EXERCISE REQUIREMENTS:
The whole listing needs retyping exactly; keep the pictures out of it.

SUPPLIED MATERIAL:
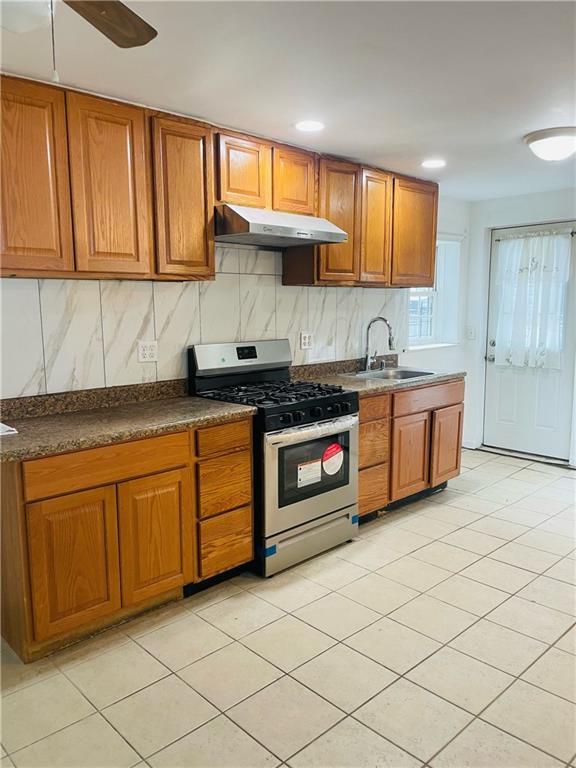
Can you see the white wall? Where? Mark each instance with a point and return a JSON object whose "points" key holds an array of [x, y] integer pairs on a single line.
{"points": [[453, 220], [62, 335]]}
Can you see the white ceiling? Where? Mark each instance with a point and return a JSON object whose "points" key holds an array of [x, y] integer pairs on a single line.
{"points": [[394, 82]]}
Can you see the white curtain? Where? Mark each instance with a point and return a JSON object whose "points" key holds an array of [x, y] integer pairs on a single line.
{"points": [[532, 283]]}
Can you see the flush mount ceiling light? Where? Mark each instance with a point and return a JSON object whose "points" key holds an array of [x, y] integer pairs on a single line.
{"points": [[310, 126], [552, 143], [434, 162]]}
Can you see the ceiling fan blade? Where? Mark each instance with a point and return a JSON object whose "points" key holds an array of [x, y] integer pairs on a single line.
{"points": [[115, 20]]}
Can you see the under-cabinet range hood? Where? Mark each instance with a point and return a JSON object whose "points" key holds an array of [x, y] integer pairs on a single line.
{"points": [[260, 226]]}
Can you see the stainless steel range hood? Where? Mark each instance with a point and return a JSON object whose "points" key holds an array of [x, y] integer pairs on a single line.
{"points": [[260, 226]]}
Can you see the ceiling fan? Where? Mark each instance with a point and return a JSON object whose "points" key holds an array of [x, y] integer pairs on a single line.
{"points": [[115, 20], [110, 17]]}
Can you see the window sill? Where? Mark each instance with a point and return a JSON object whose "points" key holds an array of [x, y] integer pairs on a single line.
{"points": [[421, 347]]}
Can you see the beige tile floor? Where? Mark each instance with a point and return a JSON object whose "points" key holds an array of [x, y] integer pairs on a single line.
{"points": [[444, 636]]}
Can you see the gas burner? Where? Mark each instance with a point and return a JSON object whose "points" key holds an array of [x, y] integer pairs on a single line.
{"points": [[271, 393]]}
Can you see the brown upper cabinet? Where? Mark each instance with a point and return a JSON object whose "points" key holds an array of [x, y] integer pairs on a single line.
{"points": [[293, 181], [36, 223], [183, 174], [244, 171], [156, 526], [77, 180], [414, 232], [339, 202], [391, 226], [109, 168], [376, 237]]}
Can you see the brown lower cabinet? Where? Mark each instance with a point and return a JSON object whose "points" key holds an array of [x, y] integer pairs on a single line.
{"points": [[446, 441], [426, 437], [374, 454], [409, 441], [165, 511]]}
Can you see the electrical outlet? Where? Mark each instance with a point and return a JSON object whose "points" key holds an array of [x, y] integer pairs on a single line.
{"points": [[306, 341], [147, 351]]}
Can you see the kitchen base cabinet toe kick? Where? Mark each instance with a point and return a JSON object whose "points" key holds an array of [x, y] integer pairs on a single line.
{"points": [[94, 537], [410, 443]]}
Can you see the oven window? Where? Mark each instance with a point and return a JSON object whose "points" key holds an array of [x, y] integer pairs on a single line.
{"points": [[314, 467]]}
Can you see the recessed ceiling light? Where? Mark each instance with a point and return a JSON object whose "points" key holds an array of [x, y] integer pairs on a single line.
{"points": [[434, 162], [309, 126], [552, 143]]}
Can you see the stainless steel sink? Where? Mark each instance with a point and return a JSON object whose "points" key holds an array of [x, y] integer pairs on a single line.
{"points": [[394, 374]]}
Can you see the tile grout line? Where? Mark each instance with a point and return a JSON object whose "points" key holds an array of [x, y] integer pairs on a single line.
{"points": [[341, 642]]}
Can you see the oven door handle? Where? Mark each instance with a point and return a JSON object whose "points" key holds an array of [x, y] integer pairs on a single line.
{"points": [[320, 429]]}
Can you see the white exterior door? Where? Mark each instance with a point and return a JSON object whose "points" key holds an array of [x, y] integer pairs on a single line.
{"points": [[530, 392]]}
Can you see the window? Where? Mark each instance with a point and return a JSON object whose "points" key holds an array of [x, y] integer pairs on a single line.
{"points": [[433, 312]]}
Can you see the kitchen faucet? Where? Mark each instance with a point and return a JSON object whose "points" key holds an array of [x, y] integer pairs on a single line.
{"points": [[370, 359]]}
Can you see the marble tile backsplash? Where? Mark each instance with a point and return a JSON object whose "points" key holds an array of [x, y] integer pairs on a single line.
{"points": [[63, 335]]}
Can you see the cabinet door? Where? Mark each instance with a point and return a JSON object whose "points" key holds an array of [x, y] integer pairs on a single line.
{"points": [[224, 483], [446, 443], [373, 488], [109, 165], [293, 181], [74, 568], [376, 240], [373, 443], [414, 232], [245, 171], [36, 221], [226, 541], [184, 198], [156, 520], [339, 202], [410, 455]]}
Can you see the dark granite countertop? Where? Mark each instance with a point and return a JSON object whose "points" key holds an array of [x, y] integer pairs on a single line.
{"points": [[59, 433], [366, 387]]}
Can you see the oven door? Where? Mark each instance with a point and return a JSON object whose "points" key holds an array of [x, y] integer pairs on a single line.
{"points": [[309, 472]]}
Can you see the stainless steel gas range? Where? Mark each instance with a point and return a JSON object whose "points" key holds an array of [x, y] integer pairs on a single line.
{"points": [[305, 447]]}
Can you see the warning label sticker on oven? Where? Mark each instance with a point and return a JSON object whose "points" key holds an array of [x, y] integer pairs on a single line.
{"points": [[309, 472], [332, 459]]}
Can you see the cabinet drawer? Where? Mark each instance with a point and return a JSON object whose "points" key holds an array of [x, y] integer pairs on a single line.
{"points": [[372, 408], [373, 489], [225, 542], [224, 483], [74, 564], [410, 455], [225, 437], [374, 443], [69, 472], [428, 398]]}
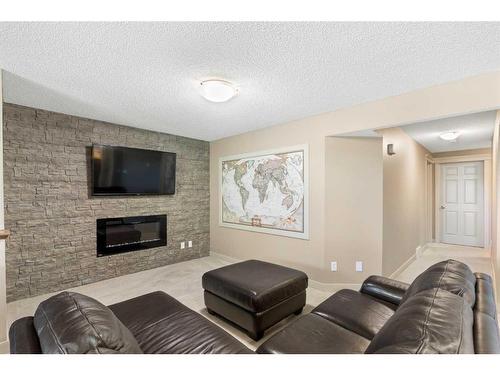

OUTPUT OF THE EXERCISE:
Can you see the white wall? Where? Mark each instance with a point and return a JSON object whose "points" key holds an array of [x, y] integer pairs on a single line.
{"points": [[453, 220], [62, 335]]}
Can you see the white ceiling? Where? Mark each instance with a point and return a JSON object whose "points" key holds an array of [x, y] integer pairs on a single line.
{"points": [[394, 82]]}
Can you see the white curtain? Where? Mark each instance with a point and return a JSON object whose "points" key holds an array of [x, y] integer pairs on a single line.
{"points": [[532, 283]]}
Can you see the flush mount ceiling light? Where? Mark each instance with a point and return a JSON object whose "points" key holds an array of [x, y] integer pairs on a single line.
{"points": [[310, 126], [552, 143], [434, 162]]}
Can you see the ceiling fan blade? Where? Mark each instance with a point and return a JSON object whose "points" key holds an array of [x, y] integer pairs on a single line.
{"points": [[115, 20]]}
Can you see the under-cabinet range hood? Where? Mark each instance with a point and return a JSON object whose "points" key holds an array of [x, y] integer pairs on a single line.
{"points": [[260, 226]]}
Can you see the stainless steel range hood? Where? Mark each instance with a point and return a JSON object whose "points" key holds an array of [x, y] integer pairs on a single line.
{"points": [[260, 226]]}
Can you see the ceiling fan? Where? Mark each instance with a point and return a JSON object whose "points" key holds an array of [x, y] integer pairs on a single line.
{"points": [[115, 20], [110, 17]]}
Can you see the window sill? Where? Mark each instance with a point and return a JSON object whose "points" key holds an array of [x, y] integer pairs on a single line.
{"points": [[421, 347]]}
Can you see the beige tile floor? Where? Mark each instance with a point and return a JSON object whose "points" key holds an array of [x, y] integer pairs on a single line.
{"points": [[444, 636]]}
Can you see the gas burner? Where? Mark each instance with a point and return a JSON object whose "points" key holds an array of [x, y] integer pairs on a single line.
{"points": [[271, 393]]}
Can you see the brown upper cabinet? Where? Mark each instance with a point and return a JSON object whose "points" key holds an array of [x, y] integer pairs on a single line.
{"points": [[293, 181], [36, 223], [183, 174], [244, 171], [156, 526], [77, 180], [414, 232], [339, 202], [391, 226], [109, 168], [376, 237]]}
Can you see the brown lower cabinet? Where? Mark each instance with a point and return a JSON object whose "points" key holds an array of [x, y] integer pairs on a single line.
{"points": [[446, 441], [426, 437], [374, 454], [409, 441], [165, 511]]}
Can you see the electrical outlet? Where? Mark each instance with a point and return a JSON object whose "points" key holds an array of [x, y] integer pairs on a single line.
{"points": [[306, 341], [147, 351]]}
Can you see the kitchen base cabinet toe kick? Where? Mark each instance with a point and return a JSON object whose "points" key holds an array of [x, y] integer pairs on a single line.
{"points": [[94, 537], [410, 443]]}
Can you see the oven window? Where? Mark each instance with a point and return a JSON object whose "points" key holds an array of [x, y] integer pairs on a single line.
{"points": [[314, 467]]}
Can you see the recessed ceiling light? Where? Mark each instance with a point and return a JSON object whose "points" key holds an array of [x, y] integer pairs on a single line.
{"points": [[434, 162], [309, 126], [552, 143]]}
Can you see the stainless steel sink? Where? Mark each instance with a point and return a JSON object whose "points" key holds an array of [x, y] integer pairs on a single line.
{"points": [[394, 374]]}
Can you see the tile grout line? Where? Mark each instance with a point and return a JSON object whose "points" key holds an array of [x, y] integer pairs on a single line.
{"points": [[341, 642]]}
Can you see the oven door handle? Where? Mark each instance with a point and return a JSON object whose "points" key holds an array of [x, y] integer pairs on a single line.
{"points": [[320, 429]]}
Can you see the white exterior door? Where? Mark each instance with a point and return a JSON object whose "points" key holds an array of [x, y] integer pairs on a single line.
{"points": [[530, 392]]}
Can you see the window? Where? Mark each instance with a point and return a JSON object whose "points" key holds an array of [x, y] integer pairs on a single line.
{"points": [[433, 312]]}
Can you see the kitchen faucet? Where? Mark each instance with a point and return a JSON object whose "points" key holds an array of [x, y] integer pairs on a single line.
{"points": [[370, 359]]}
Can you see the marble tile backsplash? Where? Mark each instance with a point and return a JSON object whose "points" key holds an array of [x, y] integer pairs on a single line.
{"points": [[63, 335]]}
Can you see the cabinet door? Where? Mark each instance with a point and return a JSON object whose "points" key holds an array of [x, y] integer pairs on a single line.
{"points": [[224, 483], [446, 443], [373, 488], [109, 165], [293, 181], [74, 568], [376, 240], [373, 443], [414, 232], [245, 171], [36, 221], [226, 541], [184, 198], [156, 520], [339, 202], [410, 455]]}
Can you see the dark granite countertop? Where? Mark each instance with a point and return a JSON object whose "points" key holds an array of [x, y] integer pairs on a single line.
{"points": [[59, 433], [366, 387]]}
Can you see the oven door? Where? Mark each instance with a point and return a JSON object whose "points" key holds an array of [x, y] integer pairs on a single line.
{"points": [[309, 472]]}
Can you see the stainless steel gas range? Where? Mark each instance with a point and return a JSON object whose "points" key holds an array of [x, y] integer pairs on a single line.
{"points": [[305, 447]]}
Can you see the warning label sticker on oven? Where? Mark each instance with a point and return a JSON object whose "points" key holds an array of [x, y] integer pairs on a single line.
{"points": [[309, 472], [332, 459]]}
Can you see the cabinet drawer? Where? Mark each instance with a point and return a JSON object whose "points" key holds an array of [x, y] integer pairs on a single line.
{"points": [[372, 408], [373, 489], [225, 542], [224, 483], [74, 564], [410, 455], [225, 437], [374, 443], [69, 472], [428, 398]]}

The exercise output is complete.